(Collection entries)

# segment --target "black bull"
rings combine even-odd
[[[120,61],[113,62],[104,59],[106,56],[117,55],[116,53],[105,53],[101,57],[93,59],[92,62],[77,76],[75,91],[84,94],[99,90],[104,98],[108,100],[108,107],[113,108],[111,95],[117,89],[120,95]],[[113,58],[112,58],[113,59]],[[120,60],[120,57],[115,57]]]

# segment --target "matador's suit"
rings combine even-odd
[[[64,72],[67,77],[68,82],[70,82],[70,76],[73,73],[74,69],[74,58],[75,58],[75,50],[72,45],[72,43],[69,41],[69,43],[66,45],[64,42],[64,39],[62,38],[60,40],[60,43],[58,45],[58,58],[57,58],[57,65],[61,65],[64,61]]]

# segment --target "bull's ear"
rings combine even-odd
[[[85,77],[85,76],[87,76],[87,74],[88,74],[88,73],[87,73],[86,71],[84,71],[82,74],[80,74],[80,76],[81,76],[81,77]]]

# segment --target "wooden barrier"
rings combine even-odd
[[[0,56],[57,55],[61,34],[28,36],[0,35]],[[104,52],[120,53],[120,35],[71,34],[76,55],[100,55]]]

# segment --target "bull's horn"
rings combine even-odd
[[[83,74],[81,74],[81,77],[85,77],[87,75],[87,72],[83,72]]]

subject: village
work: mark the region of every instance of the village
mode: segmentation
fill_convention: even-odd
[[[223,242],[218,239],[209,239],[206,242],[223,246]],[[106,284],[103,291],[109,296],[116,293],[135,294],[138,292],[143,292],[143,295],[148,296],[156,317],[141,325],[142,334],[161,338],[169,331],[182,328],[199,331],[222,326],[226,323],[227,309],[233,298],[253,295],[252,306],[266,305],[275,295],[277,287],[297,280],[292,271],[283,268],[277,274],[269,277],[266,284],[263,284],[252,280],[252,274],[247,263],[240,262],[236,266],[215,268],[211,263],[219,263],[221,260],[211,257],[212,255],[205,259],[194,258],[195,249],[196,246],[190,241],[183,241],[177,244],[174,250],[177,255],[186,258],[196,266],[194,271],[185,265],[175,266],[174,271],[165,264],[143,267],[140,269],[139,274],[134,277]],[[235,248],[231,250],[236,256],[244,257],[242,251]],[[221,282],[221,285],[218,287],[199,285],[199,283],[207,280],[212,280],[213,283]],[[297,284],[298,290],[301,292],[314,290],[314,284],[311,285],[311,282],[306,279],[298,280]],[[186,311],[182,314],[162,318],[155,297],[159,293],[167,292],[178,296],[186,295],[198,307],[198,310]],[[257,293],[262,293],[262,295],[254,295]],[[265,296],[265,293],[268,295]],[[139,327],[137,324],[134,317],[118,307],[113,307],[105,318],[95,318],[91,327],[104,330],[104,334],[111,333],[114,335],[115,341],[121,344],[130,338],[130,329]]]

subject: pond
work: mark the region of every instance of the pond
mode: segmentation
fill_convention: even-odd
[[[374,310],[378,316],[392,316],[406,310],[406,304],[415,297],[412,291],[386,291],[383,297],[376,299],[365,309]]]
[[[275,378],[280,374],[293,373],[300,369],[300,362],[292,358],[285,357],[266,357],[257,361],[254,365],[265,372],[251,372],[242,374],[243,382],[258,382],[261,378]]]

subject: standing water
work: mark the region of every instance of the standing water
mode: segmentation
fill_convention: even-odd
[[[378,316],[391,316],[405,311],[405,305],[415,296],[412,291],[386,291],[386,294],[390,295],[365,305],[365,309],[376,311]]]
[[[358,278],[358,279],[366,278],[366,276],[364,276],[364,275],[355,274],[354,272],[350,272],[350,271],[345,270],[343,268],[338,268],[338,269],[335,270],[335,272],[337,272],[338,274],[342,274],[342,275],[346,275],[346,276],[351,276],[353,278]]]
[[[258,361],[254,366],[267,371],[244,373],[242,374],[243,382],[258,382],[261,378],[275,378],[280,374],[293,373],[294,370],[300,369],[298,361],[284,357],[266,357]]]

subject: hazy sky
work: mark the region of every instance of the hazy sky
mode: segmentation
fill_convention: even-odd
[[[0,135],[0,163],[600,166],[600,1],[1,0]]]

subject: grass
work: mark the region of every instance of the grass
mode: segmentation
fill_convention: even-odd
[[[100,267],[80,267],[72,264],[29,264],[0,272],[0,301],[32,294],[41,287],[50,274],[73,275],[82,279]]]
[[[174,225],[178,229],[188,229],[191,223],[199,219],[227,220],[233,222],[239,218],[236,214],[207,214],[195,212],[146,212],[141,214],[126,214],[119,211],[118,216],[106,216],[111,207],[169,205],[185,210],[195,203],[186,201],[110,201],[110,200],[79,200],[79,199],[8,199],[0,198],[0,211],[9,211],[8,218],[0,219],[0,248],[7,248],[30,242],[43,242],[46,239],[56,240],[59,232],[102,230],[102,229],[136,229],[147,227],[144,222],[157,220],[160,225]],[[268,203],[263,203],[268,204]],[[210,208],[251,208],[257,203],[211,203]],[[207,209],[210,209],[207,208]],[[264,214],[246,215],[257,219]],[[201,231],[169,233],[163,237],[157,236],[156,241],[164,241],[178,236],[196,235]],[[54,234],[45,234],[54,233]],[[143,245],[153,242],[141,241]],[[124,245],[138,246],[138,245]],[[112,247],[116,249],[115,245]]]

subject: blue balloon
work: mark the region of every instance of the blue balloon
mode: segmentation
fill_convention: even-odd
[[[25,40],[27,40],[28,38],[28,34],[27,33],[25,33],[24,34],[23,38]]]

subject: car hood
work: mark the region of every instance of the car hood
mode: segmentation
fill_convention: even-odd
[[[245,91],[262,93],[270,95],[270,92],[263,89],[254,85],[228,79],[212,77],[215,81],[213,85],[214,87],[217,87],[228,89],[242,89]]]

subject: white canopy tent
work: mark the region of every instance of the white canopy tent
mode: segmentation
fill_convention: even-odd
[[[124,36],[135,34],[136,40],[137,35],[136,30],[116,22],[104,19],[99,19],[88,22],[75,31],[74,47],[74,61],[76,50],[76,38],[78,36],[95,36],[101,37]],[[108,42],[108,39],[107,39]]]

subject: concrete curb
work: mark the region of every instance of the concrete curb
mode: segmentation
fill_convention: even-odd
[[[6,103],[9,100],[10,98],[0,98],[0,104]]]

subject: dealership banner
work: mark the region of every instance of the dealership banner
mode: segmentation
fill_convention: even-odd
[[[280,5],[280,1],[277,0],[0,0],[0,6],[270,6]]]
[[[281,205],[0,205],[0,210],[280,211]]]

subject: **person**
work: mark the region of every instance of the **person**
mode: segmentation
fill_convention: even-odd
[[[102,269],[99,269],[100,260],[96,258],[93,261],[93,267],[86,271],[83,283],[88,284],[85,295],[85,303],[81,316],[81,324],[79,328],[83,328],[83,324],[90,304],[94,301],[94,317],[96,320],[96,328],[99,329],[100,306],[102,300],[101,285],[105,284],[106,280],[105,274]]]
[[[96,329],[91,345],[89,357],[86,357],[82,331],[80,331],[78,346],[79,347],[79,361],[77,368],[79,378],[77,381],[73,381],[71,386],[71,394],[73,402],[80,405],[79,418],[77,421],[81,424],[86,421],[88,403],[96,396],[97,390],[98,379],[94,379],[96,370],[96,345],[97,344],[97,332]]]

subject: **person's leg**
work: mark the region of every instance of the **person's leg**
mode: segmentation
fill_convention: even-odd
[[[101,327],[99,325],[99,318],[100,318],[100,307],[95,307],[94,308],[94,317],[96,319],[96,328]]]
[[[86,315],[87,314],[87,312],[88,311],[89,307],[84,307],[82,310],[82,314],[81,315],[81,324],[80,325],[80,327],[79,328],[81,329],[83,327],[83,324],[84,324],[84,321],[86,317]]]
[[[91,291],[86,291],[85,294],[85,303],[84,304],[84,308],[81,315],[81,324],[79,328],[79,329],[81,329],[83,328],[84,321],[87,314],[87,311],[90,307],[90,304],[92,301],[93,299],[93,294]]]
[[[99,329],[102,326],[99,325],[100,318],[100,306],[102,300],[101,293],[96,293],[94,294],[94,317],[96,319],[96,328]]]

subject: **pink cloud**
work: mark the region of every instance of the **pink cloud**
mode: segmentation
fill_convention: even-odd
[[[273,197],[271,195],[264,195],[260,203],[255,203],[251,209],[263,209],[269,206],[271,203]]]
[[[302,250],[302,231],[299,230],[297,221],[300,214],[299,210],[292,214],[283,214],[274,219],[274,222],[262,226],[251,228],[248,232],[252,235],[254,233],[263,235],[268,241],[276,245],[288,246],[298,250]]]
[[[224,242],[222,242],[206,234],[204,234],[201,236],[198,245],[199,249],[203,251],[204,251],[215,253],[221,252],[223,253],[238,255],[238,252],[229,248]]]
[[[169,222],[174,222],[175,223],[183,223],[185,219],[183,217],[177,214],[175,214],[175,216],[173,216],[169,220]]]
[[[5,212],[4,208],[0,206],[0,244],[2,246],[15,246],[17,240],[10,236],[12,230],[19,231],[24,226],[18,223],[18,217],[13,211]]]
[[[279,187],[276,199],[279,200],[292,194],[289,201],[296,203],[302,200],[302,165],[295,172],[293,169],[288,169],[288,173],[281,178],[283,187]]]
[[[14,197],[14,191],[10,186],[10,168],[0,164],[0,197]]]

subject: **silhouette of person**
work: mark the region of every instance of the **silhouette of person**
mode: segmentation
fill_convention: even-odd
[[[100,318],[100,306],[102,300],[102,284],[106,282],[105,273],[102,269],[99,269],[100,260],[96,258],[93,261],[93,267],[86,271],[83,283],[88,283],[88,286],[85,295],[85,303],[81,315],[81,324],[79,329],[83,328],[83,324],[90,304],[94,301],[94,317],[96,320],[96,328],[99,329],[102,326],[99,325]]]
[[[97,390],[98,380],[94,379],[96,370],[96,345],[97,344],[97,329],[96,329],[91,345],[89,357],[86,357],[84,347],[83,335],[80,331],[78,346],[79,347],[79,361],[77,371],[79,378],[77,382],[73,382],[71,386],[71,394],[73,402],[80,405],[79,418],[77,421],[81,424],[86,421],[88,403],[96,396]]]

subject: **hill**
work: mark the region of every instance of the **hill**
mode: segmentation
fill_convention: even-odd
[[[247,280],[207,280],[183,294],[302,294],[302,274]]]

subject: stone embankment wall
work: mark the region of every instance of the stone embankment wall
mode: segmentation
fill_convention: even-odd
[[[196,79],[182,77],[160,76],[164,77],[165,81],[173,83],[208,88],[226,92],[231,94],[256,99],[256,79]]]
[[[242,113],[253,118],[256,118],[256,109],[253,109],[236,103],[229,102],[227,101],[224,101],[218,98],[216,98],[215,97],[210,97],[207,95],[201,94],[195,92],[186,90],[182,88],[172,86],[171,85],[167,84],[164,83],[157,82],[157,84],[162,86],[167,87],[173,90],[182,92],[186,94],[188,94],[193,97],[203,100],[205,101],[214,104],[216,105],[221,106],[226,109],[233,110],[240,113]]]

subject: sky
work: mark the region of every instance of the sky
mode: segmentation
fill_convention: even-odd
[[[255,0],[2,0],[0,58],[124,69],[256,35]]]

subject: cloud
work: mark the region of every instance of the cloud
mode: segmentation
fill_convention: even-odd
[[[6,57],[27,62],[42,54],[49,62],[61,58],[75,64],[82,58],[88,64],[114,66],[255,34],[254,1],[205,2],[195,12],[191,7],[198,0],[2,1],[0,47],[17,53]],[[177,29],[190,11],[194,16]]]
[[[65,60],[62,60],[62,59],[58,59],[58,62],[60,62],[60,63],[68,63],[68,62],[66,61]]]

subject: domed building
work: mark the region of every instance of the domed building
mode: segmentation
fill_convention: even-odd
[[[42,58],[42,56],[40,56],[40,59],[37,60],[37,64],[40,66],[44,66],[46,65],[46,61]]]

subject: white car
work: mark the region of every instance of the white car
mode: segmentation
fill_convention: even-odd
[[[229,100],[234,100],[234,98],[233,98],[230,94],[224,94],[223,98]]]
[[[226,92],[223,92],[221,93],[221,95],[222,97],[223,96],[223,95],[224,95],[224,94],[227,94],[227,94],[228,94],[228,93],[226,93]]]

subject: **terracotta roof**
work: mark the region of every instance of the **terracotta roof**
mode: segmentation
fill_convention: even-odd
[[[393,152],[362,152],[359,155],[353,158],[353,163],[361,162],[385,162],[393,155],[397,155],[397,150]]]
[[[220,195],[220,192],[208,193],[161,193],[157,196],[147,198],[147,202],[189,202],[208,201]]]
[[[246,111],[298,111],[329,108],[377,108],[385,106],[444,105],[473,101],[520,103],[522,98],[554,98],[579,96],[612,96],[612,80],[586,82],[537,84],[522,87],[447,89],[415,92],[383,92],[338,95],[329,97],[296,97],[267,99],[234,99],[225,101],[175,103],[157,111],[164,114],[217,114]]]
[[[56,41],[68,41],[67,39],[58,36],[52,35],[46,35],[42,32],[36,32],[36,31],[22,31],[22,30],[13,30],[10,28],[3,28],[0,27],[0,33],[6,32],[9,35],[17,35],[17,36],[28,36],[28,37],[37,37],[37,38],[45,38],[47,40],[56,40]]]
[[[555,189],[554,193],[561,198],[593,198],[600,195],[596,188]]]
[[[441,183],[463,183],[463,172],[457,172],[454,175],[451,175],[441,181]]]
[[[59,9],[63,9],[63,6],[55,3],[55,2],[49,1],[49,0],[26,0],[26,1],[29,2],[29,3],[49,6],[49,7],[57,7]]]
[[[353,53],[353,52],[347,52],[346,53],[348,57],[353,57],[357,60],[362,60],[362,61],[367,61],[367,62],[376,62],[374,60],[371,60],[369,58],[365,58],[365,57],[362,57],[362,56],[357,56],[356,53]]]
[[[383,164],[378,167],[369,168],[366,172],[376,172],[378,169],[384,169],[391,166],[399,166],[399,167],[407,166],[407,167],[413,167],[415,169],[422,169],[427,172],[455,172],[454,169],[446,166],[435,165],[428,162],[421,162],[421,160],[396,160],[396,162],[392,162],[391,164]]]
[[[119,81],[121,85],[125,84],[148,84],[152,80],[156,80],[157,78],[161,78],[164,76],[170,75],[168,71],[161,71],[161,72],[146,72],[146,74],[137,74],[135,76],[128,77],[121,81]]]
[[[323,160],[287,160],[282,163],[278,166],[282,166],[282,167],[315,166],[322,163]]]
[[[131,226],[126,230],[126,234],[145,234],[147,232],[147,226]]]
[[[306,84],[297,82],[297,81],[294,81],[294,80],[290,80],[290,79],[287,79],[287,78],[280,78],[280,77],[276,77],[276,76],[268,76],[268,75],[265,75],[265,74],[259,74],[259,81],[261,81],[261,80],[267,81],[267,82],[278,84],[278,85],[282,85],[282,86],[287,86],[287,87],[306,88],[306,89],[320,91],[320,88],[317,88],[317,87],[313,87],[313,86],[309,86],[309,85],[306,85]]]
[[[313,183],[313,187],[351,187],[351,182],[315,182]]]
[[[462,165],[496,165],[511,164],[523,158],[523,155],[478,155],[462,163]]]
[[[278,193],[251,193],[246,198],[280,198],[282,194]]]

▸ **Stated exercise**
Copy the listing from the line containing "subject: **pink cloud**" to the line containing "[[[14,197],[14,191],[10,186],[10,168],[0,164],[0,197]]]", both included, and offset every coordinate in the answers by adding 102 to it.

▸ **Solution below**
subject: **pink cloud**
work: mark the region of every instance of the **pink cloud**
mode: segmentation
fill_convention: even-odd
[[[375,299],[373,297],[366,297],[362,305],[357,305],[353,311],[365,311],[371,308],[373,305]]]
[[[404,352],[404,333],[401,332],[399,323],[402,316],[401,312],[394,316],[385,316],[376,321],[376,324],[364,328],[353,330],[350,334],[354,337],[356,335],[365,337],[370,343],[378,347],[390,348],[400,352]]]
[[[326,344],[324,344],[308,336],[306,336],[303,338],[300,347],[301,351],[305,353],[306,353],[317,355],[323,354],[325,355],[340,357],[340,354],[331,350]]]
[[[271,324],[276,324],[277,325],[285,325],[287,321],[285,319],[279,316],[277,316],[277,318],[275,318],[271,322]]]
[[[107,314],[106,310],[102,308],[102,346],[104,348],[117,348],[119,342],[112,338],[114,332],[121,333],[126,328],[120,325],[120,319],[115,313]]]
[[[381,289],[378,301],[381,302],[394,296],[391,303],[398,305],[404,302],[404,267],[397,274],[395,271],[390,271],[390,275],[383,280],[385,289]]]
[[[116,299],[116,293],[112,288],[112,270],[102,266],[102,299]]]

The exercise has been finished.